-- Available data --
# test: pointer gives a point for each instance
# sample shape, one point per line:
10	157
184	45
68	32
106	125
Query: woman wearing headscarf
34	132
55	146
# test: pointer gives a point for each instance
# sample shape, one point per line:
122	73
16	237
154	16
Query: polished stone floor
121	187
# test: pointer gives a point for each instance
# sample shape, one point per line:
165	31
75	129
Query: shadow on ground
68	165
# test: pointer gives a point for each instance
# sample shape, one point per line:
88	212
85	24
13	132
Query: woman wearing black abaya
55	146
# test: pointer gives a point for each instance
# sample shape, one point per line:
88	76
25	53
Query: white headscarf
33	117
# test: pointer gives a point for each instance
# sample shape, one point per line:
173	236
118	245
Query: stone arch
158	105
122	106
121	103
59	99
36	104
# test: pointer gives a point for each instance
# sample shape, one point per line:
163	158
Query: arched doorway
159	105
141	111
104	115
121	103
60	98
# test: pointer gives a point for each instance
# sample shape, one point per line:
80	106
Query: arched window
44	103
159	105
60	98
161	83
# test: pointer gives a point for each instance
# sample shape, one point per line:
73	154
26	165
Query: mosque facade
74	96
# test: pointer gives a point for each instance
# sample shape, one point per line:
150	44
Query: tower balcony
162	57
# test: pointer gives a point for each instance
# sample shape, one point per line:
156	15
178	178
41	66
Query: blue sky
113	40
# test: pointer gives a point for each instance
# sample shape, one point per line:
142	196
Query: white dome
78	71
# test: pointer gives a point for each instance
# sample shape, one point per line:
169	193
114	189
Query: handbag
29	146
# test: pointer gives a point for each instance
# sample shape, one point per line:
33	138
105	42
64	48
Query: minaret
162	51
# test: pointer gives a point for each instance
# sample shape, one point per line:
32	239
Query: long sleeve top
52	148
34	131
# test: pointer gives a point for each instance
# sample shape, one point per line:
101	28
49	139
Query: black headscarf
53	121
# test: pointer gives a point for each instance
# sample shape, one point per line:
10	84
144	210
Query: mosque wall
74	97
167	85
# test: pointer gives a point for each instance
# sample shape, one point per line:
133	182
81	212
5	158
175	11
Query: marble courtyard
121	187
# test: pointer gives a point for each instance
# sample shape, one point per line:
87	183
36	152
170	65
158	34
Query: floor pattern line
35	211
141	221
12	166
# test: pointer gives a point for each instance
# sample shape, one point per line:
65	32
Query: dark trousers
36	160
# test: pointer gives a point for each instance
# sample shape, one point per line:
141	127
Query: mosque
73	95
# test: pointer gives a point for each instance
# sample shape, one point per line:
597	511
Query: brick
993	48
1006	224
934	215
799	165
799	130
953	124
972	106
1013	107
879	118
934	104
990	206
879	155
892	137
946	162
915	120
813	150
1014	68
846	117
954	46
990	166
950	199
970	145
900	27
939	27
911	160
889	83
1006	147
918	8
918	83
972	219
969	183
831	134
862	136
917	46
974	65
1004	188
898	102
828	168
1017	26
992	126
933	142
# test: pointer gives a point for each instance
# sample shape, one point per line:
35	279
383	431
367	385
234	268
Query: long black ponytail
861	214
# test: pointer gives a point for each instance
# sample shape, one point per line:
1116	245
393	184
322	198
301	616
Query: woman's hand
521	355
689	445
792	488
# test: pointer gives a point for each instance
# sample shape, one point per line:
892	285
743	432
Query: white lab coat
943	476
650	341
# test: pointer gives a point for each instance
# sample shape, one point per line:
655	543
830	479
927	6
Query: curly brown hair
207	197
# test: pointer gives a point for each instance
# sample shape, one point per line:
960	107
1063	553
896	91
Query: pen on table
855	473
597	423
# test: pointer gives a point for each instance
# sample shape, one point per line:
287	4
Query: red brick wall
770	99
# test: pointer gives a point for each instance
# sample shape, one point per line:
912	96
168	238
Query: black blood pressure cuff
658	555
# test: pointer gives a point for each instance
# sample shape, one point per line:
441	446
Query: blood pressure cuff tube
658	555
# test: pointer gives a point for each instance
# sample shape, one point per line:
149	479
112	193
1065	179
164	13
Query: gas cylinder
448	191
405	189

-- What is being asked --
Find every line in the entries above that contains the word "pressure", and copy each of those lines.

-- Solution to this exercise --
Query: black blood pressure cuff
Query: blood pressure cuff tube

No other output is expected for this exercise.